Dataset rows =
☆ ☆ ☆ ☆ ☆

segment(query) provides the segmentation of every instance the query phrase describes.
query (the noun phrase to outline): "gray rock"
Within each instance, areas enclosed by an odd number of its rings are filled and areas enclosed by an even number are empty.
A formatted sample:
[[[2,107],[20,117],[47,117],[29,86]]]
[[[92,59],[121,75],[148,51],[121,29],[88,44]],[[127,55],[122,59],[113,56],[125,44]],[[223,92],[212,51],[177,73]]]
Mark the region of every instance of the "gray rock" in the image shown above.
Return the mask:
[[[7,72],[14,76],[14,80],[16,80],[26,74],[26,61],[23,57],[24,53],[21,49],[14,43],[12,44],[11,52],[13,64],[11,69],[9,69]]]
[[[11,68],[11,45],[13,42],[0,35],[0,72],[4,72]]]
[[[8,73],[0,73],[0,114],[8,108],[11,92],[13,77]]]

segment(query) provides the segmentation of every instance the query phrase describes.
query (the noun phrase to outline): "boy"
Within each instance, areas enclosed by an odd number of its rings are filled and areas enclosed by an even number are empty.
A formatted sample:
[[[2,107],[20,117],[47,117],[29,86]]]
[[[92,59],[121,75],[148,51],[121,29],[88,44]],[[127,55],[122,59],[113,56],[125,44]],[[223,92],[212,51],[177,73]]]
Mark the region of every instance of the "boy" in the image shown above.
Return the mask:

☆ ☆ ☆ ☆ ☆

Stated exercise =
Copy out the data shown above without altering anything.

Exercise output =
segment(query) provides the segmentation of every instance the query phrase describes.
query (the noun phrase to outline): "gray rock"
Within each instance, areas enclosed by an odd number of its rings are filled and areas enclosed by an even number are empty.
A formatted sample:
[[[2,107],[20,117],[47,117],[29,86]]]
[[[92,59],[121,75],[148,51],[121,29],[88,44]],[[127,55],[122,59],[113,56],[125,44]],[[223,92],[212,51],[177,73]]]
Mark the region of every instance of the "gray rock" in the image shown above.
Return the mask:
[[[7,72],[14,76],[14,80],[16,80],[26,74],[26,61],[23,57],[24,53],[21,49],[14,43],[12,44],[11,52],[13,64],[11,69],[9,69]]]
[[[11,68],[11,45],[13,42],[0,35],[0,72],[4,72]]]
[[[8,73],[0,73],[0,114],[8,108],[11,92],[13,77]]]

segment(query) provides the segmentation of every instance the query phrase describes.
query (the noun phrase to outline): "boy"
Within each instance, areas enclosed by an odd number of its rings are filled and areas enclosed by an even number are empty.
A formatted sample:
[[[2,107],[20,117],[47,117],[29,86]]]
[[[92,59],[121,75],[148,51],[121,29],[88,44]],[[127,55],[122,59],[113,56],[125,44]],[[223,92],[212,51],[177,73]]]
Mark the region of every instance of the "boy" in the image shown above.
Return the mask:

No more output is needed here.